• [Page text]:
============================================================
|Publication number||US5339912 A|
|Application number||US 08/037,781|
|Publication date||Aug 23, 1994|
|Filing date||Mar 26, 1993|
|Priority date||Mar 26, 1993|
|Publication number||037781, 08037781, US 5339912 A, US 5339912A, US-A-5339912, US5339912 A, US5339912A|
|Inventors||Stanley Hosie, Callum J. B. Dinnes|
|Original Assignee||Abb Vetco Gray Inc.|
|Export Citation||BiBTeX, EndNote, RefMan|
|Patent Citations (8), Referenced by (36), Classifications (9), Legal Events (6)|
|External Links: USPTO, USPTO Assignment, Espacenet|
1. Field of the invention
This invention relates in general to equipment for pumping cuttings generated from drilling a subsea well back into another subsea well, and in particular to an adapter that connects an injection line to the inner wellhead housing.
2. Description of the Prior Art
When a subsea well is drilled, cuttings, which are small chips and pieces of various earth formations, will be circulated upward in the drilling mud to the drilling vessel. These cuttings are separated from the drilling mud and the drilling mud is pumped back into the well, maintaining continuous circulation while drilling. The cuttings in the past have been dumped back into the sea.
============================================================
Records from a data collection:
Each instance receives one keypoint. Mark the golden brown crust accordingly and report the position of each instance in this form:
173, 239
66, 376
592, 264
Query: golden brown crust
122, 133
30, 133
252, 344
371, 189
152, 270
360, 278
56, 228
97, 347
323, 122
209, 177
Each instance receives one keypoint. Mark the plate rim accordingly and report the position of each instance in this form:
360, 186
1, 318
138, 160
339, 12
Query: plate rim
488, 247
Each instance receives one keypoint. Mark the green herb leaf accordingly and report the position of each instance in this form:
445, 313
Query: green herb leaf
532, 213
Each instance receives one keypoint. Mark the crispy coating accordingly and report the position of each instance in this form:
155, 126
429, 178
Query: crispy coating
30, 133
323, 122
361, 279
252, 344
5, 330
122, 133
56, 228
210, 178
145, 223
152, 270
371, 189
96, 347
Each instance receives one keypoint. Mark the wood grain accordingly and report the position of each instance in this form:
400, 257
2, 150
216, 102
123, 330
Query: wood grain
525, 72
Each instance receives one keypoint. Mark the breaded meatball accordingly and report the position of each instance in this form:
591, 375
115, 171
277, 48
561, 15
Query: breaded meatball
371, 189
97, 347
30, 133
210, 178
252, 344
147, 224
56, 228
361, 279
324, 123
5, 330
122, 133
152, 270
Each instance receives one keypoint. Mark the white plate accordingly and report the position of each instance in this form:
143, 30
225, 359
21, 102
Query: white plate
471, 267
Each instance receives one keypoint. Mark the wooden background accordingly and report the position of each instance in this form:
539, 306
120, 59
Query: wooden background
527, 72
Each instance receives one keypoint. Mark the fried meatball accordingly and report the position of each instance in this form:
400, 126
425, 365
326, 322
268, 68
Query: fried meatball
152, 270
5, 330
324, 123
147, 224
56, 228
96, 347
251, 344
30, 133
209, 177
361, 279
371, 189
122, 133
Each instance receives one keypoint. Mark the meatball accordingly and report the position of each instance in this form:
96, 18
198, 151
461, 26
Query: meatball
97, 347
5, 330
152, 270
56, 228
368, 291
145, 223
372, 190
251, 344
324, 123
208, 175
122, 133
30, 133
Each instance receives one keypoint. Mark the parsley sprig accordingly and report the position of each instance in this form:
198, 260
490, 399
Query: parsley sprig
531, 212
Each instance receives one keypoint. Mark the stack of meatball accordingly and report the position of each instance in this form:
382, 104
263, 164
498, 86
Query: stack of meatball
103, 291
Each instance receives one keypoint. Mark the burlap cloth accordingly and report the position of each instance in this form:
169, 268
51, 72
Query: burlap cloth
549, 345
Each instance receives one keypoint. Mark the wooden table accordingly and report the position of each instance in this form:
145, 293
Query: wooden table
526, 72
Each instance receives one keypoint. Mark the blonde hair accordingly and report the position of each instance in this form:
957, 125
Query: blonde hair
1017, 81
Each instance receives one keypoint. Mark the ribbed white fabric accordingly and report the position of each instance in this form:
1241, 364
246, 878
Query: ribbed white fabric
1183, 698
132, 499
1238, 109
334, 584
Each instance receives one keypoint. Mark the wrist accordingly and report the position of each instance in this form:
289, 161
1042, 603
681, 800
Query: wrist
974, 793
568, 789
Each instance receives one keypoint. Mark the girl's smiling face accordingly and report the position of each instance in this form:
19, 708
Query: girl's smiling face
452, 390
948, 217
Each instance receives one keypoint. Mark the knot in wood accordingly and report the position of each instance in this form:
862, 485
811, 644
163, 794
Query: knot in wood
============================================================
• [Prompt 1]: Decide whether each statement agrees with the patent page on pumping drilling cuttings. For each, answer yes or no and quote the words from the page that settle it. (a) The filing date is March 26, 1993. (b) In the past, cuttings were pumped back into the well along with the drilling mud. (c) The adapter connects an injection line to the outer wellhead housing.
• [Prompt 2]: Carry on the patent page on pumping drilling cuttings, picking up right after its last sentence.

• [Task response 1]:
(a) Yes: "Filing date||Mar 26, 1993"
(b) No: "The cuttings in the past have been dumped back into the sea."
(c) No: "an adapter that connects an injection line to the inner wellhead housing"

• [Task response 2]:
While such practice is acceptable for use with water based drilling muds, oil based drilling muds have advantages in some earth formations. The cuttings would be contaminated with the oil, which would result in pollution if dumped back into the sea. As a result, environmental regulations now prohibit the dumping into the sea cuttings produced with oil based drilling mud. There have been various proposals to dispose of the oil base cuttings. One proposal is to inject the cuttings back into a well. The well could be the well that is being drilled, or the well could be an adjacent subsea well. Various proposals in patents suggest pumping the cuttings down an annulus between two sets of casing into an annular space in the well that has a porous formation. The cuttings would be ground up into a slurry and injected into the porous earth formation. Subsequently, the well receiving the injected cuttings would be completed into a production well.
U.S. Pat. No. 5,085,277, Feb. 4, 1992, Hans P. Hopper, shows equipment for injecting cuttings into an annulus surrounding casing. The equipment utilizes piping through the template or guide base and through ports in specially constructed inner and outer wellhead housings. While feasible, the method taught in that patent requires extensive modification to conventional subsea structure. At the present, no equipment is commercially being used for injecting cuttings into an annulus surrounding casing.
In this invention, the cuttings being generated from a well are injected into an adjacent well, which may be considered initially to be an injection well. The injection well has an inner wellhead housing landed in an outer wellhead housing. At least one casing hanger is installed in the inner wellhead housing, the casing hanger having an axial bore and being secured to a string of casing. A port extends through the casing hanger to an annulus surrounding the casing. A closure sleeve is carried in the casing hanger for selectively opening and closing the port.
An injection adapter removably lands in the bore of the casing hanger. The injection adapter has a passage through it which communicates with the port when the port is open. The injection adapter is sealed in the bore of the casing hanger and in the inner wellhead housing. The injection adapter is connected to a hose or line leading to a pump at the rig which delivers a slurry of the cuttings from an adjacent well being drilled.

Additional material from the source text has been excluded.